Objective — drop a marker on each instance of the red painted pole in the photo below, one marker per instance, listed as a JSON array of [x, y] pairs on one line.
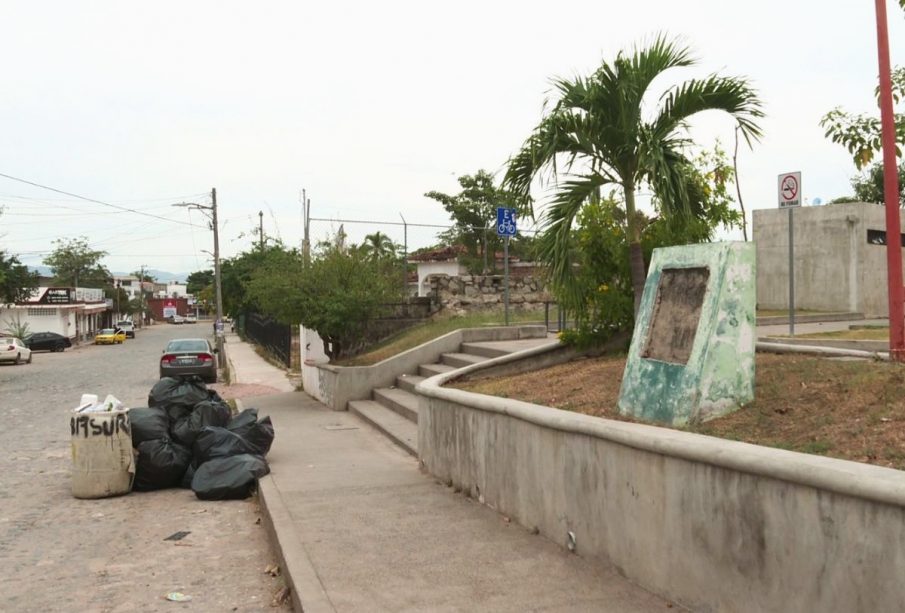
[[891, 195]]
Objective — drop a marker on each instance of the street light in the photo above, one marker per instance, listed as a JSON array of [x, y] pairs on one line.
[[213, 217]]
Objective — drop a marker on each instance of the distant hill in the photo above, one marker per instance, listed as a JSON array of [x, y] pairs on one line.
[[161, 275]]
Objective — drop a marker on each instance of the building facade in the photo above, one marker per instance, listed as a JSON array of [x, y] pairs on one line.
[[839, 258]]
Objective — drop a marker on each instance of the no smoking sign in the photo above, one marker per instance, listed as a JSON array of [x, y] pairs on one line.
[[789, 189]]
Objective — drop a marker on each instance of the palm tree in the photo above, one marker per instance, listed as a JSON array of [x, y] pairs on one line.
[[378, 246], [600, 124]]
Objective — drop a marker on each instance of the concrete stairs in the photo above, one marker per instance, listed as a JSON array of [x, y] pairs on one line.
[[394, 410]]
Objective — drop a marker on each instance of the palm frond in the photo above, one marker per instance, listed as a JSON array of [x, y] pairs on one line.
[[554, 244], [561, 133], [729, 94]]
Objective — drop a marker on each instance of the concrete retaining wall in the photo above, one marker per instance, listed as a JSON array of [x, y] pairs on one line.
[[335, 386], [837, 268], [474, 292], [714, 525]]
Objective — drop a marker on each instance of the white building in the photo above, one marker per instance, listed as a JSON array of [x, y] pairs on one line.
[[439, 262], [76, 313]]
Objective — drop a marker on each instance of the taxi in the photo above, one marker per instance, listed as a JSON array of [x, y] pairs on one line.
[[109, 336]]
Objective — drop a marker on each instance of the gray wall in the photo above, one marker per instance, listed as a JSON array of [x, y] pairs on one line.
[[835, 267], [714, 525], [337, 385]]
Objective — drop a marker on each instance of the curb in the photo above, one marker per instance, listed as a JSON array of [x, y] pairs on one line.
[[305, 587]]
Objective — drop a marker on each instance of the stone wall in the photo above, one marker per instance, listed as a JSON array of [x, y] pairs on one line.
[[473, 292]]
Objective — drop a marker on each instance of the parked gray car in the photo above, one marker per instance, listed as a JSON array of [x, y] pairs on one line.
[[189, 356]]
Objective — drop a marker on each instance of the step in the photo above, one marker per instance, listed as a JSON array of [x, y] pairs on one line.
[[460, 360], [408, 382], [429, 370], [403, 402], [488, 350], [400, 430]]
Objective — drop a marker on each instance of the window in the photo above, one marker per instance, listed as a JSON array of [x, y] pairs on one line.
[[878, 237]]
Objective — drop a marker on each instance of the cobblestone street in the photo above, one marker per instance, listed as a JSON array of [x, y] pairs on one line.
[[58, 553]]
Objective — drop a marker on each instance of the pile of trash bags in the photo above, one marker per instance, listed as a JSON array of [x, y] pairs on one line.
[[186, 437]]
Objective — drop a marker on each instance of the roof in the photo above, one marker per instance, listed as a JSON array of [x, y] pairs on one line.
[[445, 254]]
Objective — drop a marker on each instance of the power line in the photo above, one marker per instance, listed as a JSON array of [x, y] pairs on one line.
[[411, 225], [121, 208]]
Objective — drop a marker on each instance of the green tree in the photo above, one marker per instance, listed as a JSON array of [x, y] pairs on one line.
[[75, 264], [16, 282], [868, 186], [336, 295], [860, 133], [473, 211], [601, 134], [600, 298], [199, 280], [237, 273], [378, 246]]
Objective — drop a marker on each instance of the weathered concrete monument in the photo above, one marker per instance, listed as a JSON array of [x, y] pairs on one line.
[[692, 352]]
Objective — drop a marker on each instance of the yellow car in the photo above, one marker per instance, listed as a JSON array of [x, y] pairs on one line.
[[109, 336]]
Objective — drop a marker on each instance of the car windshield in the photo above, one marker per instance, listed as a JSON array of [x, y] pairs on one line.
[[187, 345]]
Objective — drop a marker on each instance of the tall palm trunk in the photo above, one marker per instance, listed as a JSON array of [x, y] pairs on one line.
[[635, 254]]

******************************

Repeat each entry above word for word, leaving every picture out.

*Finished task*:
Objective — drop a marker on each instance of the red painted pole in the photo below, one marker per instance, listed as a JSON array of [x, y] pairs on one line.
[[891, 195]]
Objective — drop a marker on each instance of the street light in the photo above, one marker per instance, listed as a JSON array of [x, y] pairs on one line.
[[213, 217]]
Objective — drop a marker on each instance of the distant hill in the photo above, one marker per instance, listed as a JSON array of [x, y] pairs on one line.
[[161, 275]]
Objective — drop a marker on each instance of the building facade in the photo above, one marker per instance, listed as a JSON array of [x, y] pairs on one line.
[[839, 258]]
Objective — drop a marker on each instance of the no smoking sign in the photo above, one marker per instance, listed as a JSON array of [x, y] pairs on one line.
[[789, 189]]
Objective — drop a marker on each instance of the palm tree in the photo above, one marker per instance, listed as a JSON array of [x, y] pairs on one line.
[[378, 246], [600, 124]]
Objective — drop a marker on each instance of the concrete stairs in the photo above, one marker per instance, listed as a JSON array of [x, y] pairs on one line.
[[394, 410]]
Objective — drop a marker on each instance of the palm frond in the photo above, one marker per instance, listed as a JSON array of [x, y] pairs on one line.
[[554, 244], [561, 133], [729, 94]]
Objective — drop a marker on each instance of the concrete retaining wall in the photo above, one marker per instance, listed as a JSON array of [x, y] pairs on one line.
[[335, 386], [837, 268], [474, 292], [714, 525]]
Objective — drop a marker on each instance of the white building in the photo above, one marker per instance, listed as a JSON array of [x, y] pairs on one line.
[[439, 262], [76, 313]]
Objective — drop a marker on each instance of the taxi in the photo above, one marker per instance, listed as a JSON array of [x, y] pairs on one line.
[[109, 336]]
Objective — drop a marker on each instance of the gray wall in the photo above, one marker per instance, listed as a JSON array of [x, y] pairs on one line.
[[835, 267], [714, 525], [337, 385]]
Objective — drop a marker on each instance of the curb in the photo above, one marker per instance, listed as a JSON array of [x, y] pairs on one line.
[[305, 587]]
Objective — drop a marker on each instance of the stone wall in the photo above, one marker per instance, listed as a JSON array of [x, y] pairs on one line.
[[473, 292]]
Objective — drop a marker on each instance of the parked gray car in the photo above, one marker per instance, listed as a JSON array of [x, y] pairs on one line.
[[189, 356]]
Objective — drop a marker on each instance of the step in the photo above, one marker per instance, listed as a JSON array of [x, y] pairs on one line.
[[460, 360], [408, 382], [429, 370], [403, 402], [488, 350], [400, 430]]
Objective — drop a marker on each instance of the window in the photo above, one marker per instance, listed as a JSON array of [x, y] pairs on one line.
[[878, 237]]
Objective — drop a marker on each instance of the cobblestone street in the photo above, one marker per instance, listed as a JSON array of [x, y] pairs on one line.
[[58, 553]]
Objective — drop a marker on each instance of the pile of trash bags in the photo above, one marker per instance, listed as a JSON array of [x, y] pairs on one line.
[[186, 437]]
Objective — drop a marker on each instance of the roof in the photo above, one marker per instance, listed as a JSON array of [x, y] pairs on one line.
[[445, 254]]
Objective — drop a marker on each instance of the power line in the photo above, one marker per instance, listed as a JSON array of [x, y] pairs on one line.
[[411, 225], [121, 208]]
Objective — drop a marker on each instance of the green tree in the photo above, one marker per instance, listed as a JSON array of [x, y] pairs on one line.
[[75, 264], [16, 282], [868, 186], [336, 295], [860, 133], [473, 211], [601, 134], [600, 298], [199, 280], [237, 273], [378, 246]]
Objective — drop a marker on each instance of the weathered concrete monument in the photo above, one marker per instance, listed as a JSON array of [x, y] pairs on one line.
[[692, 352]]
Objective — drop a marker on each instance of the yellow car in the photo above, one marker per instance, listed as a JSON array of [x, y] pairs on one line.
[[109, 336]]
Objective — drop a marker on each instance of the car windshield in the photo above, one marker per instance, listed as a JSON array of [x, y] pairs on one line.
[[187, 345]]
Objective — drop a marker on each instance of the tall palm trunk in the photo above, one marker per instance, listed as a JSON array of [x, y] pairs on one line.
[[635, 254]]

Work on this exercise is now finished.